*What the task requires*. Rewrite the rows below as a Markdown table with two columns, Number and Entry, giving each line its sequential number and its text. Omit any blank lines.

*Input records*.

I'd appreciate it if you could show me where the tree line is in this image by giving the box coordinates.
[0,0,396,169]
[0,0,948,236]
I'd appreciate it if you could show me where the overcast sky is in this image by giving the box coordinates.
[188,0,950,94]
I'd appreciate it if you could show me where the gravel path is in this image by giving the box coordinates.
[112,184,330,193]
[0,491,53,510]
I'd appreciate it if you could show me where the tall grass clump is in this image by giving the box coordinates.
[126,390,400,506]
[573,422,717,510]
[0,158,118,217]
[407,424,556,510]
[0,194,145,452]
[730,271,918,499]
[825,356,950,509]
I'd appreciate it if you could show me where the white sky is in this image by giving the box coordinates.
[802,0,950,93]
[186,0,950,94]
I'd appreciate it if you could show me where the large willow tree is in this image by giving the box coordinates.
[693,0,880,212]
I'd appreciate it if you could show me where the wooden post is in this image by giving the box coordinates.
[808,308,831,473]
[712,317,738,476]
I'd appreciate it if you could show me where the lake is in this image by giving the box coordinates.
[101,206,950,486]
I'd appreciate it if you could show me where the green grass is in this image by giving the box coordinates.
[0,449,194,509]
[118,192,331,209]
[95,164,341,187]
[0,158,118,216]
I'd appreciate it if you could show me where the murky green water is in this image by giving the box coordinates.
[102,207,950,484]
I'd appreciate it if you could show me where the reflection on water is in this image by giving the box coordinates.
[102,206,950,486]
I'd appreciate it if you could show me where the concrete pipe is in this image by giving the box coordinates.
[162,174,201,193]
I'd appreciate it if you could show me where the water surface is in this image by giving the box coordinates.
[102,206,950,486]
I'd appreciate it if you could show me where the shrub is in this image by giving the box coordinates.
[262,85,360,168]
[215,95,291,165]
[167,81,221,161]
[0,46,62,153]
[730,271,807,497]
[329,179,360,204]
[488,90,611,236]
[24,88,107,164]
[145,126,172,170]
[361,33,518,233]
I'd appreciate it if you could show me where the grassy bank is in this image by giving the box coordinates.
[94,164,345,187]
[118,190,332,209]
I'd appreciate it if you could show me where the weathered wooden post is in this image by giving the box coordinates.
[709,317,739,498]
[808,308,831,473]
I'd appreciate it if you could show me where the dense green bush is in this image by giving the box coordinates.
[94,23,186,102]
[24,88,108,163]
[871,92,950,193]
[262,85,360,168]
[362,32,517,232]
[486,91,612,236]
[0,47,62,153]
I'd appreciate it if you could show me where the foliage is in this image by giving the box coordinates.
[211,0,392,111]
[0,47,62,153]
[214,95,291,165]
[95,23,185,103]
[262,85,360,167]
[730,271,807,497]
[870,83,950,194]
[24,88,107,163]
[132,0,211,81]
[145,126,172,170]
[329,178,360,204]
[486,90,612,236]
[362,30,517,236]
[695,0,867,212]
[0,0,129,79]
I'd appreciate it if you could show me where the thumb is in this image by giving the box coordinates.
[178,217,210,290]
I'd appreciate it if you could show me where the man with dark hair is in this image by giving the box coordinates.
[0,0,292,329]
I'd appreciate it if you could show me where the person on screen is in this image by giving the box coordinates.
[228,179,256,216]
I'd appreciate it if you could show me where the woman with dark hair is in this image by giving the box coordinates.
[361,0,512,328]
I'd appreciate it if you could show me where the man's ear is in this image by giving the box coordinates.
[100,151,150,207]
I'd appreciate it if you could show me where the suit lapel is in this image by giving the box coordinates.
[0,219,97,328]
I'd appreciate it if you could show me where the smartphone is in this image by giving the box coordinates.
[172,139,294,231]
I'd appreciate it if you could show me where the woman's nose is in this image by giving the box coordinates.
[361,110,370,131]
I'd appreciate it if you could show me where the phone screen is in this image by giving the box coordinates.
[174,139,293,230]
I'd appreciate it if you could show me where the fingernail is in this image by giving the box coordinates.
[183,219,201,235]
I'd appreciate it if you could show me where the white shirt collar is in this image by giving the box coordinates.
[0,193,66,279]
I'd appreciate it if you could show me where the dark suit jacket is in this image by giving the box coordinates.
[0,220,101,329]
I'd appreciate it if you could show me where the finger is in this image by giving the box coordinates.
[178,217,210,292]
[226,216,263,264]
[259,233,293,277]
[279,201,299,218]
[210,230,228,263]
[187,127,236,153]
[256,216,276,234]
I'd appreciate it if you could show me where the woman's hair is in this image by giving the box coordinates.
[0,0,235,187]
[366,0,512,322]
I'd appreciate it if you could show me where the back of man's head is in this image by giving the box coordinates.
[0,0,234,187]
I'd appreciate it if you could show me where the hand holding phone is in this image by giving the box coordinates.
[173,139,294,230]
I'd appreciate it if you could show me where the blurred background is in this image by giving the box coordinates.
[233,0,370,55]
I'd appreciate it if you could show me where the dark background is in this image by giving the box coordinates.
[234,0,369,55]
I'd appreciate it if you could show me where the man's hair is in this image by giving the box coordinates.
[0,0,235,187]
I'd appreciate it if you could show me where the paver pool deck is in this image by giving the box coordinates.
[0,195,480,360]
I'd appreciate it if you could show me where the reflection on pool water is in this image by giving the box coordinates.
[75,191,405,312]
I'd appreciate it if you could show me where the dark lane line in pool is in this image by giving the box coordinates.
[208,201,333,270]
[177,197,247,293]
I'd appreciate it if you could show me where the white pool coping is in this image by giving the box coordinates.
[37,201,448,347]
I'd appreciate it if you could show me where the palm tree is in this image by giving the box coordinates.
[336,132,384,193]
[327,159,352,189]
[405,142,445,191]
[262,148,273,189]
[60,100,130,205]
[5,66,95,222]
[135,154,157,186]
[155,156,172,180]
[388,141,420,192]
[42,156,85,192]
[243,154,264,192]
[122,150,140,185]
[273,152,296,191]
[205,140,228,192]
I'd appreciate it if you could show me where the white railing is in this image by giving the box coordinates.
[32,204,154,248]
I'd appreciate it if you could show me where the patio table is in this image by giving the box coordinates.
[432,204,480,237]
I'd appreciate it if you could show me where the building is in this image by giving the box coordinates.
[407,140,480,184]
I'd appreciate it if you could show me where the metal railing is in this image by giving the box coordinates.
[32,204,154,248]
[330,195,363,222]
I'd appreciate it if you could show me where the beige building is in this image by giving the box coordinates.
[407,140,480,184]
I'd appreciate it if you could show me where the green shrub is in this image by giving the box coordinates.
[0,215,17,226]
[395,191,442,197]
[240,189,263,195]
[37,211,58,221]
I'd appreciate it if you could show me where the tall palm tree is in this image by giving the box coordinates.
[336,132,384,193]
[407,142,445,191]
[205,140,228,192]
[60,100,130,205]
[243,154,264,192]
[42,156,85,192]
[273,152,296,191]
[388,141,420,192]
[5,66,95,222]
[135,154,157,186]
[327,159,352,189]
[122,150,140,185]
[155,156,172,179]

*Correct answer*.
| Number | Entry |
|---|---|
| 1 | I'd appreciate it if you could show me where the tree line is in this image by giving the box coordinates. |
| 2 | [0,0,396,169] |
| 3 | [0,0,948,236] |
| 4 | I'd appreciate it if you could show me where the overcast sky is in this image by giving the box coordinates. |
| 5 | [188,0,950,94] |
| 6 | I'd appreciate it if you could show me where the gravel path is in this image by giving the box coordinates. |
| 7 | [112,184,330,193] |
| 8 | [0,491,53,510] |
| 9 | I'd appreciate it if you could show me where the tall grass clump is in this image by giving the box coordinates. |
| 10 | [126,390,400,506] |
| 11 | [573,422,717,510] |
| 12 | [0,158,118,217] |
| 13 | [407,424,556,510] |
| 14 | [0,194,145,452] |
| 15 | [730,271,918,499] |
| 16 | [825,356,950,509] |
| 17 | I'd appreciate it if you could show me where the white sky is in this image by giving the box coordinates. |
| 18 | [802,0,950,93] |
| 19 | [186,0,950,94] |
| 20 | I'd appreciate it if you could show me where the large willow tree is in this image by giving the box coordinates. |
| 21 | [693,0,880,212] |
| 22 | I'd appreciate it if you could show me where the wooden post is in this image by giving the box coordinates. |
| 23 | [808,308,831,473] |
| 24 | [712,317,738,476] |
| 25 | I'd appreciate it if you could show me where the lake is in this image by giving the box coordinates. |
| 26 | [101,206,950,486] |
| 27 | I'd appreciate it if you could show me where the green grass is in this image by giving the box coordinates. |
| 28 | [0,449,194,509] |
| 29 | [118,192,331,209] |
| 30 | [95,164,341,187] |
| 31 | [0,158,118,216] |
| 32 | I'd appreciate it if you could show me where the murky green water is in this image by giving the box coordinates. |
| 33 | [102,207,950,484] |
| 34 | I'd appreciate it if you could show me where the reflection on water is in this image by giving the box coordinates. |
| 35 | [102,206,950,486] |
| 36 | I'd appreciate it if you could show me where the concrete pipe is in this image by giving the box coordinates. |
| 37 | [162,174,201,193] |
| 38 | I'd appreciate it if you could show me where the water surface is in this image by giving the box coordinates. |
| 39 | [102,206,950,486] |
| 40 | I'd appreciate it if you could show me where the shrub is in this image by giving the box coordinates. |
| 41 | [262,85,360,168] |
| 42 | [215,95,291,165] |
| 43 | [167,81,221,161] |
| 44 | [0,46,62,153] |
| 45 | [730,271,807,497] |
| 46 | [329,179,360,204] |
| 47 | [488,90,611,236] |
| 48 | [24,88,107,164] |
| 49 | [145,126,172,170] |
| 50 | [361,33,518,233] |
| 51 | I'd appreciate it if you could show me where the grassy bank is in this image by giving the box coordinates. |
| 52 | [94,164,345,187] |
| 53 | [118,190,332,209] |
| 54 | I'd appreciate it if you could show me where the weathered wooden post is in this image by giving the box coordinates. |
| 55 | [709,317,739,498] |
| 56 | [808,308,831,473] |
| 57 | I'd appreciate it if you could show me where the dense green bush is in this image by giving the box coordinates. |
| 58 | [94,23,186,102] |
| 59 | [24,88,108,163] |
| 60 | [871,92,950,193] |
| 61 | [262,85,360,168] |
| 62 | [362,32,517,232] |
| 63 | [486,91,612,236] |
| 64 | [0,47,62,153] |
| 65 | I'd appreciate it if you could show me where the foliage is in this image by giving the box coordinates. |
| 66 | [211,0,392,111] |
| 67 | [0,47,62,153] |
| 68 | [214,95,291,165] |
| 69 | [95,23,185,103] |
| 70 | [262,85,360,167] |
| 71 | [730,271,807,497] |
| 72 | [870,83,950,194] |
| 73 | [24,88,107,163] |
| 74 | [132,0,211,81] |
| 75 | [145,126,172,170] |
| 76 | [329,178,360,204] |
| 77 | [486,90,612,236] |
| 78 | [362,30,517,236] |
| 79 | [695,0,867,212] |
| 80 | [0,0,129,79] |
| 81 | I'd appreciate it if you could show me where the thumb is in this image by giving the box coordinates. |
| 82 | [178,217,210,290] |
| 83 | I'd appreciate it if you could show me where the man with dark hair is in this image by giving the box coordinates. |
| 84 | [0,0,292,329] |
| 85 | I'd appreciate it if you could show me where the person on screen is in this image by giving the box coordinates. |
| 86 | [228,179,256,216] |
| 87 | I'd appreciate it if you could show me where the woman with dark hair is in this image by giving the box coordinates. |
| 88 | [361,0,512,328] |
| 89 | I'd appreciate it if you could show me where the man's ear is in this image by giving the box coordinates. |
| 90 | [100,151,150,207] |
| 91 | I'd appreciate it if you could show me where the suit lapel is in this image by giving the box coordinates. |
| 92 | [0,219,97,328] |
| 93 | I'd appreciate it if you could show me where the smartphone is in this image by giving the box coordinates. |
| 94 | [172,139,294,231] |
| 95 | I'd appreciate it if you could show me where the woman's nose is in this image by giving the box coordinates. |
| 96 | [361,110,370,131] |
| 97 | I'd appreciate it if you could show me where the phone screen is in this image by giving the box coordinates. |
| 98 | [174,139,293,230] |
| 99 | I'd appreciate it if you could show me where the fingernail is in this image by giving the box coordinates. |
| 100 | [183,219,201,235] |
| 101 | I'd appreciate it if you could show me where the white shirt collar is in this image by giving the box coordinates. |
| 102 | [0,193,66,279] |
| 103 | I'd appreciate it if you could show me where the dark suit jacket is in this image by giving the box coordinates. |
| 104 | [0,220,101,329] |
| 105 | I'd appreciate it if you could show me where the finger is in this image by giving the box coordinates. |
| 106 | [178,217,210,292] |
| 107 | [226,216,263,264] |
| 108 | [259,233,293,277] |
| 109 | [279,201,299,218] |
| 110 | [210,230,228,263] |
| 111 | [187,127,236,153] |
| 112 | [256,216,276,234] |
| 113 | I'd appreciate it if you could show me where the woman's hair is in this image by giving the box coordinates. |
| 114 | [0,0,235,187] |
| 115 | [366,0,512,322] |
| 116 | I'd appreciate it if you could show me where the back of man's head is in this image by giving the box coordinates. |
| 117 | [0,0,234,187] |
| 118 | I'd appreciate it if you could show me where the hand holding phone is in this image by giving the box coordinates. |
| 119 | [173,139,294,230] |
| 120 | I'd appreciate it if you could show me where the blurred background is in this image by giving the box coordinates. |
| 121 | [233,0,370,55] |
| 122 | I'd appreciate it if you could show me where the dark background is in this image by giving the box coordinates. |
| 123 | [234,0,369,55] |
| 124 | I'd appreciate it if you could show me where the man's hair is in this image by giving the box coordinates. |
| 125 | [0,0,235,187] |
| 126 | I'd appreciate it if you could show me where the paver pool deck is in this image by giving the box coordinates. |
| 127 | [0,195,480,360] |
| 128 | I'd appreciate it if you could show me where the reflection on pool water is in this image by giving the box coordinates. |
| 129 | [75,191,405,312] |
| 130 | I'd appreciate it if you could show me where the dark lane line in pool is in this image by giving the box coordinates. |
| 131 | [208,201,333,270] |
| 132 | [177,197,247,293] |
| 133 | I'd appreciate it if you could show me where the white pool coping is in this image by giving the box coordinates. |
| 134 | [37,201,448,347] |
| 135 | I'd appreciate it if you could show me where the palm tree is in this image by giving the box coordinates. |
| 136 | [336,132,384,193] |
| 137 | [327,159,352,189] |
| 138 | [405,142,445,191] |
| 139 | [262,148,273,189] |
| 140 | [60,100,130,205] |
| 141 | [5,66,95,222] |
| 142 | [135,154,157,186] |
| 143 | [155,156,172,180] |
| 144 | [388,141,420,192] |
| 145 | [42,156,85,192] |
| 146 | [243,154,264,192] |
| 147 | [122,150,140,185] |
| 148 | [273,152,296,191] |
| 149 | [205,140,228,192] |
| 150 | I'd appreciate it if you could show me where the white railing is in this image by giving the box coordinates. |
| 151 | [32,204,154,248] |
| 152 | I'd appreciate it if you could show me where the patio table is in this image by giving the box coordinates. |
| 153 | [432,204,480,237] |
| 154 | I'd appreciate it if you could show me where the building is in this image by giving the box coordinates. |
| 155 | [407,140,480,184] |
| 156 | I'd appreciate it if you could show me where the metal railing is in this image by giving the box coordinates. |
| 157 | [32,204,154,248] |
| 158 | [330,195,363,222] |
| 159 | I'd appreciate it if you could show me where the beige building is in this image by giving the box coordinates. |
| 160 | [407,140,480,184] |
| 161 | I'd appreciate it if you could show me where the green shrub is in this image by giving the box coordinates. |
| 162 | [0,215,17,226] |
| 163 | [395,191,442,197] |
| 164 | [240,189,263,195] |
| 165 | [37,211,58,221] |
| 166 | I'd appreciate it if you could show me where the tall palm tree is in this image by giving the box coordinates. |
| 167 | [336,132,384,193] |
| 168 | [407,142,445,191] |
| 169 | [205,140,228,192] |
| 170 | [60,100,130,205] |
| 171 | [243,154,264,192] |
| 172 | [42,156,85,192] |
| 173 | [273,152,296,191] |
| 174 | [388,141,420,192] |
| 175 | [5,66,95,222] |
| 176 | [135,154,157,186] |
| 177 | [327,159,352,189] |
| 178 | [122,150,140,185] |
| 179 | [155,156,172,179] |